# Документ

------------

Премьера приближалась, у кассы филиала МХАТа, где должна была состояться премьера, выстраивались очереди, а обе стороны конфликта бомбардировали редакции газет письмами. Ситуация окончательно вышла из-под контроля Министерства культуры, а Екатерина Алексеевна как нарочно находилась в Венеции, у Нади Леже. Как Ганнибал, Фурцева была срочно отозвана из Италии — на защиту Отечества в лице прославленного театра.
Сразу же по возвращении министра «проработке» подверглись обе делегации народных артистов. И вот на 30 декабря назначили то самое заседание Художественного совета, на котором в ожидании очередного разноса от Фурцевой умер Павел Андреевич Тарасов. Позже, не называя его имени, Эдвард Станиславович написал: «Смерть чиновника… У него была семья, они его ждали, готовились к Новому году. А он не выдержал гнева „Екатерины Великой“, которую заставили разбираться в том, в чем не сумел разобраться этот несчастный»[823].
Собравшиеся, несмотря на трагедию, произошедшую на их глазах, приступили к обсуждению постановки. Борис Ливанов говорил о том, что сейчас, когда человек летает в космос, нужны новые пьесы.
После его выступления участники дискуссии: Василий Топорков, Борис Ливанов, Михаил Кедров, Виктор Станицын, Алла Тарасова, Павел Массальский, Анастасия Георгиевская, Ангелина Степанова, Алексей Грибов — уже бросились друг на друга и бились, не проявляя пощады к врагам.
Борис Николаевич Ливанов перекрывал коллег своим басом:
— И не важно, что мы не все понимаем в этой пьесе. Это и хорошо! Нужны новые формы!
Низкорослый и коренастый Алексей Грибов пытался толкнуть «кулачком» огромного, как скала, Бориса Ливанова. Борис Николаевич ограничился в ответ лишь тем, что отвел руку Алексея Николаевич обратно.

------------

[Исходные записи]
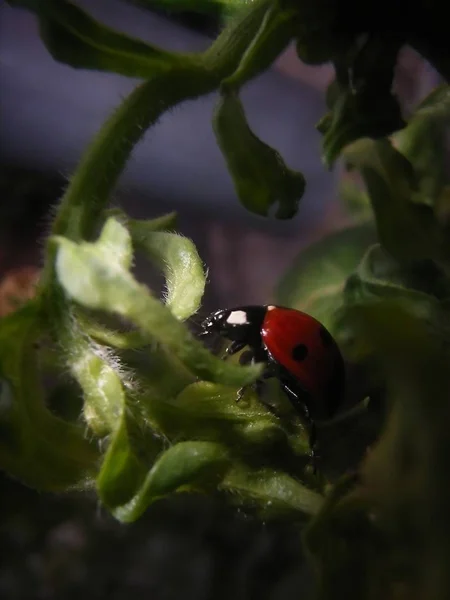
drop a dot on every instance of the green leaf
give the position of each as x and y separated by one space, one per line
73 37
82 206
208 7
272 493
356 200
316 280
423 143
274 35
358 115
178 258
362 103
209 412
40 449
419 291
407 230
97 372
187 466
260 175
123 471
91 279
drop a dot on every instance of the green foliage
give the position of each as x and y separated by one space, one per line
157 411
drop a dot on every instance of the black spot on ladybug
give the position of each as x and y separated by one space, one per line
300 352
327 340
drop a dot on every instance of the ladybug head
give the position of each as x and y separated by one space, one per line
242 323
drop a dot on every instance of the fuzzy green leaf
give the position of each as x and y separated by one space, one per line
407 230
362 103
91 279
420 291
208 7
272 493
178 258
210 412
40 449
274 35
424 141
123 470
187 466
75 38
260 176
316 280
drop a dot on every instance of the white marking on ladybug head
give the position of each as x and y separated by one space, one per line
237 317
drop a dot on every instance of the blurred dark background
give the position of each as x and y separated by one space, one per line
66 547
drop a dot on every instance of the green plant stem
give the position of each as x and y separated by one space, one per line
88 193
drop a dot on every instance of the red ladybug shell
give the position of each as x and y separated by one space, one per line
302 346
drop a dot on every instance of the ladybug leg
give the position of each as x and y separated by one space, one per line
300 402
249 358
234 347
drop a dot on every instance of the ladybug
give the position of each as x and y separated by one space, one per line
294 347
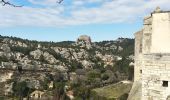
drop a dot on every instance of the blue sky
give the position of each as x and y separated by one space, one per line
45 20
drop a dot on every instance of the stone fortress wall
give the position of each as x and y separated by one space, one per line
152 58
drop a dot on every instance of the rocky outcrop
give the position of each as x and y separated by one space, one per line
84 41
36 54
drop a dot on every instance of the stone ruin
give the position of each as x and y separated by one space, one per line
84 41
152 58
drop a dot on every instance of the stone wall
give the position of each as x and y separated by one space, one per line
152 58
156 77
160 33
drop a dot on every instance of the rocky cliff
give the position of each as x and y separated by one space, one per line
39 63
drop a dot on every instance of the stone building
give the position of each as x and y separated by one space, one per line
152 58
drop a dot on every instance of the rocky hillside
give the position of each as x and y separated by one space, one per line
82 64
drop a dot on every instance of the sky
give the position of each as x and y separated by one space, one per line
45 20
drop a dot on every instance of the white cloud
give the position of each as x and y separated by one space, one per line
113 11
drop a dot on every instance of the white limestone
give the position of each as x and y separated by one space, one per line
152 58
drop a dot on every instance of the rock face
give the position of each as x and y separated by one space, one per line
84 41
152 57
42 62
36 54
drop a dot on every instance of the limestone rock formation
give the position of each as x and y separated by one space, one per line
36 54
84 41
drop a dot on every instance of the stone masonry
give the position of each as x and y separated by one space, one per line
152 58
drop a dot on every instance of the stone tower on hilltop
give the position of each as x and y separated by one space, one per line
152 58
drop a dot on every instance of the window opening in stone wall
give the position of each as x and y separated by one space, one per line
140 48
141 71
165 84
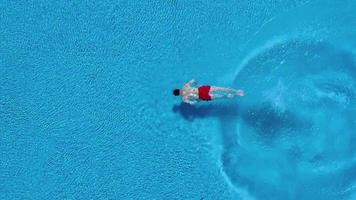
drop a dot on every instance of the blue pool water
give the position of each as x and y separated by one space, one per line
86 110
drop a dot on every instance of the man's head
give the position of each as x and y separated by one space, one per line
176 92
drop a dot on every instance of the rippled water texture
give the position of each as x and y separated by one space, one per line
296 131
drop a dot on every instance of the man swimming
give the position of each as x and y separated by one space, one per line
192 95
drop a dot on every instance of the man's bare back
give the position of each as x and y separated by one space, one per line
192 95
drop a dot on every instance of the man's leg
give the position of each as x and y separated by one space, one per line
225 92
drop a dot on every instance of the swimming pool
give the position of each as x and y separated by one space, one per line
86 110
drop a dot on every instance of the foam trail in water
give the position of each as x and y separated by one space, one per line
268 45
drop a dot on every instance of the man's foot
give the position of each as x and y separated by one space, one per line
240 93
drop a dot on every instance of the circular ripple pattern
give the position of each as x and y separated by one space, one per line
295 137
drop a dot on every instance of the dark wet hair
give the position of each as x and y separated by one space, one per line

------------

# Задание 1
Верните фрагмент текста о конфликте во МХАТе между словами «Сразу же по» и «нужны новые пьесы.» включительно.
# Задание 2
Продолжите текст о конфликте во МХАТе, начиная сразу после его последнего предложения.
Листинг — самостоятельный материал, отдельный от текста о конфликте во МХАТе.

# Верный ответ 1
Сразу же по возвращении министра «проработке» подверглись обе делегации народных артистов. И вот на 30 декабря назначили то самое заседание Художественного совета, на котором в ожидании очередного разноса от Фурцевой умер Павел Андреевич Тарасов. Позже, не называя его имени, Эдвард Станиславович написал: «Смерть чиновника… У него была семья, они его ждали, готовились к Новому году. А он не выдержал гнева „Екатерины Великой“, которую заставили разбираться в том, в чем не сумел разобраться этот несчастный»[823].
Собравшиеся, несмотря на трагедию, произошедшую на их глазах, приступили к обсуждению постановки. Борис Ливанов говорил о том, что сейчас, когда человек летает в космос, нужны новые пьесы.

# Верный ответ 2
— Пусть он уходит к своему Эфросу! — кричали враги Ливанова.
— Это новая пьеса! — парировали Борис Николаевич и его друзья.
— Я не хочу играть новых вселенских пьес! Пойду играть свой устаревший «Вишневый сад», — не сдавалась Алла Константиновна Тарасова.
— Родные мои! Да плюньте вы на эту пьесу! — всплескивая руками, умоляла собравшихся Екатерина Алексеевна. — Не стоит она ваших нервов!
И с пафосом завершила свой призыв:
— Берегите ваше драгоценное здоровье! Оно нужно нашей стране![824]
Наконец море успокоилось — перед бурей. Началось обсуждение, участники которого вели себя так же, как представители двух делегаций на переговорах в «Имени Розы» Умберто Эко. Причем роль почтенного Аббона, почтенно занятого примирением почтенно сражавшихся почтенных ученых мужей, досталась Екатерине Алексеевне.
Когда гении подустали, она, которая по определению должна была сохранять беспристрастность, а потому не могла сказать ни «за», ни «против», посмотрела в зал.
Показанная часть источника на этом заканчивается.